▸ **文書抜粋**
■ ■ ■ ■
いま、注目を集める研究会がある。わずか2年で約1000人規模へ拡大し、東大新入生の20人に1人が所属する超人気研究会に成長した、「東大金融研究会」だ。創設者は外資系ヘッジファンドに20年在籍し、超一流の投資家として活躍してきた伊藤潤一氏。東大金融研究会ではお金の不安から自由になり、真の安定を得るために「自分の頭で考える」ことを重視している。世の中に溢れる情報や他人の声に振り回されず何が正しいのかを自分で判断し、物事を本質的に理解し、論理的に思考を展開することで、自立した幸せな人生を歩むことができるからだ。本連載では、東大金融研究会の教えを1冊に凝縮した初の書籍『東大金融研究会のお金超講義』から抜粋。頭のいい人だけが知っている「お金の教養と人生戦略」を紹介する。

「この業界は儲からない」非効率市場のチャンスをつかむ方法【東大生が投資のプロに学ぶお金の教養】Photo: Adobe Stock

異分野をまたいで非効率な市場を見つける

私は金融業界で仕事をしてきましたが、いまはさまざまな異分野の人と組むことを意識的に行っています。それは、異分野をまたいで活動すること自体が強みを生むと考えているからです。

たとえば「金融業界」と「スポーツ業界」を例に考えてみましょう。

これはどの分野にも言えることですが、「外から見れば非常識だけれど、内部では当たり前のものとして受け入れられている常識」があるものです。

金融業界でいえば、テレビドラマ『半沢直樹』を見て「まさかあんなことは実際にはないだろう」「ドラマだからこういう演出になっているんだな」と思う方が多いと思います。しかし新卒で銀行に入って働いていた私から見れば、あのドラマで描かれていることは「普通にある」のです。

スポーツ業界はいまだに前近代的な面が多々見られます。

2018年、日本ボクシング連盟の問題が注目を集めたとき、当時の会長だった山根明さんの風貌や言動を見て「いつの時代の人だろう」と思った方は少なくなかったでしょう。しかしあの「ザ・昭和」とでもいうべき雰囲気は、少なくとも当時のボクシング界では「普通」だったはずです。
■ ■ ■ ■
▸ **演習用資料**

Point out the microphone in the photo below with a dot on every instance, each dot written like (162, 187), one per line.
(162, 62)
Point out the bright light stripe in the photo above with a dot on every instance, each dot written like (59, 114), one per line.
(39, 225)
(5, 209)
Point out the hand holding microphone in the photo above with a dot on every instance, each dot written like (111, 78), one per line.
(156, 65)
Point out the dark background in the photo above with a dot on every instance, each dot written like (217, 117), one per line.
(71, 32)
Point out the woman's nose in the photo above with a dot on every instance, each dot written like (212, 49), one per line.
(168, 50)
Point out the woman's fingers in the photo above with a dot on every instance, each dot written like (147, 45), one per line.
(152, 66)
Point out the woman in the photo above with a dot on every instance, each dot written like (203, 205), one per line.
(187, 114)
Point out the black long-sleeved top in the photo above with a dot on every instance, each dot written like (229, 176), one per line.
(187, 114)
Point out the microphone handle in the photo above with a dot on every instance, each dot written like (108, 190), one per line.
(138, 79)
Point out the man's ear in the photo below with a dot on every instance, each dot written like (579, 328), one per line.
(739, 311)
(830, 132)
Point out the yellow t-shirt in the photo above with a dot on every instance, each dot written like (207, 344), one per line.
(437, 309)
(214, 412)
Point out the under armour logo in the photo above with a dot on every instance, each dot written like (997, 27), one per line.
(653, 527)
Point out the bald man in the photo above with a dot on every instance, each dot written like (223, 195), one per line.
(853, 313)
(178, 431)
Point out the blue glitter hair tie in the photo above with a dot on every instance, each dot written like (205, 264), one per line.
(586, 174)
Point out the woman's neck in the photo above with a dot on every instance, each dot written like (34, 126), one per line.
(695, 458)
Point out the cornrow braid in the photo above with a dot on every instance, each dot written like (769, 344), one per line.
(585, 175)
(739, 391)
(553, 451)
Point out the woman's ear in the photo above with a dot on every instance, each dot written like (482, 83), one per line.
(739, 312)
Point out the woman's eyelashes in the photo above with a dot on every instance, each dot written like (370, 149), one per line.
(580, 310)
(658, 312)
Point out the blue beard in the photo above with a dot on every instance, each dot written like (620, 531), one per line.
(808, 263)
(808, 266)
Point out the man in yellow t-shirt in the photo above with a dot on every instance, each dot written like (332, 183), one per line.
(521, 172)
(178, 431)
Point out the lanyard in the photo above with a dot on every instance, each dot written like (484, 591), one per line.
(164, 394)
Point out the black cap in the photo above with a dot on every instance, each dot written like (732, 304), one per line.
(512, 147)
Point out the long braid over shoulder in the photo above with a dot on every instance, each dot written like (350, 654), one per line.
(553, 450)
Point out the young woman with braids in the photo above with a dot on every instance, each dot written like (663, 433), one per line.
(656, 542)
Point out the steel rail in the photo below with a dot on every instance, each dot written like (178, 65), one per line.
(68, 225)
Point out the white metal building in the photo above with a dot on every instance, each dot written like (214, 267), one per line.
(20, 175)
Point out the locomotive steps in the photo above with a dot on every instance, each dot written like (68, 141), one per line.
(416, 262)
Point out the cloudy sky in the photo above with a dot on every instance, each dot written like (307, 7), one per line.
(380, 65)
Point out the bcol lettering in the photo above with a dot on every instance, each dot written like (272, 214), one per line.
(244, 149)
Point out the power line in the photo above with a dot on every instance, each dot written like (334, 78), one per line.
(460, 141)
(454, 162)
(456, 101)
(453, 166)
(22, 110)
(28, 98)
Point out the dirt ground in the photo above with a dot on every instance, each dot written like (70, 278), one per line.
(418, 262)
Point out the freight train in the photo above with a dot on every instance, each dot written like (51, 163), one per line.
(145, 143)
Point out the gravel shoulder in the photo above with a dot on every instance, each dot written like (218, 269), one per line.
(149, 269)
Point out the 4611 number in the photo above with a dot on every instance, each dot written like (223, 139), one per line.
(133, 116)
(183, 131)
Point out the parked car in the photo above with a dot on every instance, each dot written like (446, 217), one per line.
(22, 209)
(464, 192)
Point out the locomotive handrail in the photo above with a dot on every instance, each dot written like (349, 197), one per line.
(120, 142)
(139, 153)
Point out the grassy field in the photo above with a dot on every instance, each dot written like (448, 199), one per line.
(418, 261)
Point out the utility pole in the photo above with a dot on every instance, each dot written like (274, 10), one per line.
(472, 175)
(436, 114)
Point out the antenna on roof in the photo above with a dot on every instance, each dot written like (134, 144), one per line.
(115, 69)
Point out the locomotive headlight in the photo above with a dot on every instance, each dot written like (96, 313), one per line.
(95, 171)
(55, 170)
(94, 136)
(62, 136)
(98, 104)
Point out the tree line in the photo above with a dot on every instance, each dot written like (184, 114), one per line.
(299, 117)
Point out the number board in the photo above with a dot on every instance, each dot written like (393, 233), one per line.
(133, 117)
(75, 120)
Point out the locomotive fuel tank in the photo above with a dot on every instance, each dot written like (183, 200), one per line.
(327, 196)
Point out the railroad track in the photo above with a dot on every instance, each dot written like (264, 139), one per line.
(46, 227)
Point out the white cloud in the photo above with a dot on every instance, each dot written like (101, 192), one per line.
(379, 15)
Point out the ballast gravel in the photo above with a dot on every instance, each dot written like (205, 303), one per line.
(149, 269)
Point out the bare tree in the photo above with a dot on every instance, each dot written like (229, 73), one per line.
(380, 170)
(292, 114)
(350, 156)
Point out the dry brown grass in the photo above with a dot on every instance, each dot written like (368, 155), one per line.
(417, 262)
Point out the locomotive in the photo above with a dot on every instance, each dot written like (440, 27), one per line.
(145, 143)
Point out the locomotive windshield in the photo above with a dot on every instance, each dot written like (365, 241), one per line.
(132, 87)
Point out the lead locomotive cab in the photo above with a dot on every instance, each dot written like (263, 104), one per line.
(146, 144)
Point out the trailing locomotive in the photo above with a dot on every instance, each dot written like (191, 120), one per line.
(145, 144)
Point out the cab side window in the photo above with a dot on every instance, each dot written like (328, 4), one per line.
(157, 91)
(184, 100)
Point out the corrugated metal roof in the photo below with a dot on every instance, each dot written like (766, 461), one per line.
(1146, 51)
■ ■ ■ ■
▸ **課題一覧**
1: 文書抜粋によると、東大金融研究会の創設者は外資系ヘッジファンドに何年在籍していたか。
2: 記録のうち「Point out the locomotive windshield」を含む行から記録の最後の行までについて、「dot」を「marker」に置き換えて再掲せよ。その他の部分は一切変更しないこと。

▸ **課題の解答**
1: 20年

2:
Point out the locomotive windshield in the photo above with a marker on every instance, each marker written like (365, 241), one per line.
(132, 87)
Point out the lead locomotive cab in the photo above with a marker on every instance, each marker written like (263, 104), one per line.
(146, 144)
Point out the trailing locomotive in the photo above with a marker on every instance, each marker written like (191, 120), one per line.
(145, 144)
Point out the cab side window in the photo above with a marker on every instance, each marker written like (328, 4), one per line.
(157, 91)
(184, 100)
Point out the corrugated metal roof in the photo below with a marker on every instance, each marker written like (766, 461), one per line.
(1146, 51)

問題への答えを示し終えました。